Stored dataset items
# # #

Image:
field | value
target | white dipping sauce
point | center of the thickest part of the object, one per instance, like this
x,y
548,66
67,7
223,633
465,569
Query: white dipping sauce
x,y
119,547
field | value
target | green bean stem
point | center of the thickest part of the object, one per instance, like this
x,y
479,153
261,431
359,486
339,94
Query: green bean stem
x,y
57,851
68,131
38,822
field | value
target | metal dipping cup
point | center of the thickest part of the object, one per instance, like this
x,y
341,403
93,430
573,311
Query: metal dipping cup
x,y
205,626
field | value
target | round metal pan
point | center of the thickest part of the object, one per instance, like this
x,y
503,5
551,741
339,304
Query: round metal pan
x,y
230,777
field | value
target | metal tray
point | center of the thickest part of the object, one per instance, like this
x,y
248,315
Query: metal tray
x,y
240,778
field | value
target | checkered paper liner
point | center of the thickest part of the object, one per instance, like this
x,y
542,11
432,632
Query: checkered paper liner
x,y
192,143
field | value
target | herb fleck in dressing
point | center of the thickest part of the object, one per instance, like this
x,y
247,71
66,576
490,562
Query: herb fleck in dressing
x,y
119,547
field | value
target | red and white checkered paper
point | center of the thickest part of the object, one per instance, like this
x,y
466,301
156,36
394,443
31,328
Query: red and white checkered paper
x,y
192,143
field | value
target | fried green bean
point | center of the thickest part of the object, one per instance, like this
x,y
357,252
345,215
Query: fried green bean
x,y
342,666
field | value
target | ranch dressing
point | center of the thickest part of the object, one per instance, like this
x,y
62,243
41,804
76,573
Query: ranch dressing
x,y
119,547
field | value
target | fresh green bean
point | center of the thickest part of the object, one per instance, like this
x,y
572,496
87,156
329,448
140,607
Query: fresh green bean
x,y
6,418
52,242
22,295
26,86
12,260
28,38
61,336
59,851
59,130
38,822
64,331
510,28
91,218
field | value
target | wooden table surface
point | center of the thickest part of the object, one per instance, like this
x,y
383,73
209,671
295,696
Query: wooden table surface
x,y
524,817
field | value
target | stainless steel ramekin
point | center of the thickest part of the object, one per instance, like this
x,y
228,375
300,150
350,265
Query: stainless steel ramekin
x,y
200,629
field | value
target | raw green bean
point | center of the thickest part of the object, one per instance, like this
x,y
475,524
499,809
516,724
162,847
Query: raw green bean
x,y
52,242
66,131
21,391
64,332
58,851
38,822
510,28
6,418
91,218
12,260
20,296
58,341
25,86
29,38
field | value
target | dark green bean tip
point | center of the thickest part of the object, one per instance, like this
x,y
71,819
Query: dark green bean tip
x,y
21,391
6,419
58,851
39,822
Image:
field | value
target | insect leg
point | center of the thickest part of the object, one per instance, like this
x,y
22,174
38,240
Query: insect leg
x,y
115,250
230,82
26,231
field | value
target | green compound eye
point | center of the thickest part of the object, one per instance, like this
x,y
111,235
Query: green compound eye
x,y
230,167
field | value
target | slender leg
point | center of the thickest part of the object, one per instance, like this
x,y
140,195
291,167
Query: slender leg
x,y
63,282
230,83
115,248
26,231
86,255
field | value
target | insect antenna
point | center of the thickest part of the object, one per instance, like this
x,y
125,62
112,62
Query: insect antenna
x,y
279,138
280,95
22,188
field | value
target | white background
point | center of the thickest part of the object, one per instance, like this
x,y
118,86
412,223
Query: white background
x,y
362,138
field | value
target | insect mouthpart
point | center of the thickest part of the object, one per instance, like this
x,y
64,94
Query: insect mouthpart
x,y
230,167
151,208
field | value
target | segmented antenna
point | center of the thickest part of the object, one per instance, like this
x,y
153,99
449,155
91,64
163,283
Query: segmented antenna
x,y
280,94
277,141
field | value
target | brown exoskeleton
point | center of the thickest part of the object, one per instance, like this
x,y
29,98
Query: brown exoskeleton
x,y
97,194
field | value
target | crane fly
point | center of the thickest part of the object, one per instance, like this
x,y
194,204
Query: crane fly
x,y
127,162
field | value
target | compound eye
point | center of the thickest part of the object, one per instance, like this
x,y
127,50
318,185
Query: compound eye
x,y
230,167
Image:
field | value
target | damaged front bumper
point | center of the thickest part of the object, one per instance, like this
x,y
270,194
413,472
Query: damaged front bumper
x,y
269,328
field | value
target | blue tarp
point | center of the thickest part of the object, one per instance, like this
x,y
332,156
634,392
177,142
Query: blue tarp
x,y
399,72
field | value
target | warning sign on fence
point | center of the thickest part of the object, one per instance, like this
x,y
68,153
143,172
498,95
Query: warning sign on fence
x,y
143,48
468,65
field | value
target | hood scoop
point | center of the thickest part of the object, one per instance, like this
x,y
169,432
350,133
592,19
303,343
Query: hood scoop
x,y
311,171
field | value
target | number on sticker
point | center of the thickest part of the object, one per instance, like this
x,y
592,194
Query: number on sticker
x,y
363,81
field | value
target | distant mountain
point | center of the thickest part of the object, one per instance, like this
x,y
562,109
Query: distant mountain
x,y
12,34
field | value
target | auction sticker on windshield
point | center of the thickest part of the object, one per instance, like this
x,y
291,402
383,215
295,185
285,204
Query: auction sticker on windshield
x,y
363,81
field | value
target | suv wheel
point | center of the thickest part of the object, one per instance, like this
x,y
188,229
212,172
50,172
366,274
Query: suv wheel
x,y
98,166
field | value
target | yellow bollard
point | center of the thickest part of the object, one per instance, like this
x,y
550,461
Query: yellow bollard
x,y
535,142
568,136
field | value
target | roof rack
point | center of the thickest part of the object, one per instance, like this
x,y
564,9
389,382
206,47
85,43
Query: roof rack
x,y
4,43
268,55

# # #

# What to work on
Each entry above needs to be retyped exactly.

# The response
Image:
field | value
target | white dipping sauce
point | center of the thickest part of the object, one per instance, like this
x,y
548,66
67,7
223,633
465,569
Query: white dipping sauce
x,y
119,547
field | value
target | green bean stem
point | center of the thickest part of the object, one per instance, like this
x,y
479,153
261,431
359,486
339,94
Query: green bean stem
x,y
57,851
68,131
38,822
field | value
target | metal dipping cup
point | center of the thickest part of the object, one per instance, like this
x,y
341,403
93,430
573,311
Query: metal dipping cup
x,y
205,626
field | value
target | round metal pan
point | center of the thickest part of the object, one per instance, like this
x,y
503,5
551,741
339,304
Query: round metal pan
x,y
230,777
field | value
target | metal tray
point | center of the thickest part of the object, one per instance, like this
x,y
248,315
Query: metal tray
x,y
240,778
field | value
target | checkered paper liner
point | center of the thickest part of the object, one per instance, like this
x,y
542,11
432,632
Query: checkered paper liner
x,y
192,143
field | value
target | herb fleck in dressing
point | center of the thickest part of the object, one per instance, like this
x,y
247,71
66,576
490,562
Query: herb fleck in dressing
x,y
119,547
field | value
target | red and white checkered paper
point | center of the thickest part of the object, one per instance, like this
x,y
466,301
156,36
394,443
31,328
Query: red and white checkered paper
x,y
192,143
field | value
target | fried green bean
point | center of the thickest part of the object, one per instance, like this
x,y
357,252
345,215
Query: fried green bean
x,y
342,666
field | value
target | ranch dressing
point | center of the thickest part of the object, one per instance, like this
x,y
62,243
41,804
76,573
Query: ranch dressing
x,y
119,547
field | value
target | fresh green bean
point | center of the thickest part of the object, one per instance, like this
x,y
572,496
87,156
329,448
140,607
Query: fresh green bean
x,y
6,418
52,242
22,295
26,86
12,260
28,38
61,336
59,851
59,130
38,822
64,331
510,28
91,218
field | value
target | wooden table surface
point | center of the thickest part of the object, one per instance, like this
x,y
383,73
209,671
295,696
Query: wooden table surface
x,y
524,817
field | value
target | stainless steel ramekin
point | center of the thickest part of the object, one per instance, like this
x,y
228,375
300,150
350,265
Query: stainless steel ramekin
x,y
200,629
field | value
target | raw green bean
point | center of the thickest part of the object, one per instance, like this
x,y
475,524
499,809
516,724
162,847
Query: raw green bean
x,y
52,242
66,131
21,391
64,332
58,851
38,822
510,28
6,418
91,218
12,260
20,296
58,341
25,86
29,38
field | value
target | dark green bean tip
point | center of the thickest part of the object, one per instance, like this
x,y
71,819
Query: dark green bean tip
x,y
21,391
6,419
58,851
39,822
Image:
field | value
target | insect leg
point | center of the thickest part of the object, one per instance, like this
x,y
22,174
38,240
Query: insect leg
x,y
115,250
230,82
26,231
field | value
target | green compound eye
point | center of the thickest part of the object, one per instance, like this
x,y
111,235
Query: green compound eye
x,y
230,167
field | value
target | slender leg
point | center of the thickest part of the object, one per instance, like this
x,y
140,195
291,167
Query: slender leg
x,y
63,282
230,83
115,248
26,231
86,255
field | value
target | insect antenna
point | center of the thickest part of the object, one per instance, like this
x,y
125,62
112,62
Query: insect antenna
x,y
279,138
280,95
22,188
field | value
target | white background
point | center of the thickest part of the object, one per instance, like this
x,y
118,86
412,223
Query: white background
x,y
362,138
field | value
target | insect mouthpart
point | center of the thickest part of the object, one per instance, like this
x,y
64,94
Query: insect mouthpart
x,y
230,167
151,208
field | value
target | segmented antenna
point | center of the thickest part of the object, one per instance, like this
x,y
153,99
449,155
91,64
163,283
Query: segmented antenna
x,y
280,94
277,141
field | value
target | brown exoskeleton
point | center of the thickest part of the object, one per instance, like this
x,y
29,98
Query: brown exoskeleton
x,y
97,194
field | value
target | crane fly
point | center of the thickest part of the object, one per instance, like this
x,y
194,204
Query: crane fly
x,y
127,162
field | value
target | compound eye
point | center of the thickest part of the object, one per instance, like this
x,y
127,50
318,185
Query: compound eye
x,y
230,167
Image:
field | value
target | damaged front bumper
point | center of the thickest part of the object, one per instance, like this
x,y
270,194
413,472
Query: damaged front bumper
x,y
269,328
field | value
target | blue tarp
point | center of the thickest part of the object, one per instance, like this
x,y
332,156
634,392
177,142
Query: blue tarp
x,y
399,72
field | value
target | warning sign on fence
point | center of the thickest part of the object, one per instance, like this
x,y
68,153
143,172
498,95
Query: warning sign on fence
x,y
143,48
468,65
field | value
target | hood scoop
point | center of the thickest part of the object, one per instance, like this
x,y
169,432
350,133
592,19
303,343
Query: hood scoop
x,y
311,171
field | value
target | number on sticker
point | center of the thickest part of the object, one per instance, like this
x,y
592,194
Query: number on sticker
x,y
363,81
field | value
target | distant mountain
point | center of the thickest part of the object, one per instance, like this
x,y
562,109
Query: distant mountain
x,y
12,34
field | value
target | auction sticker on windshield
point | center of the thickest part of the object, one per instance, like this
x,y
291,402
383,215
295,185
285,204
Query: auction sticker on windshield
x,y
363,81
field | value
target | suv wheel
point | center of the thickest part of the object, one per instance, like this
x,y
188,229
212,172
50,172
366,274
Query: suv wheel
x,y
98,166
field | value
target | yellow bollard
point | center of the thickest part of the object, one per instance, like this
x,y
550,461
Query: yellow bollard
x,y
535,142
568,136
field | value
target | roof rack
point | center of the thickest part of the object, one per instance, like this
x,y
564,9
389,382
206,47
85,43
Query: roof rack
x,y
4,43
268,55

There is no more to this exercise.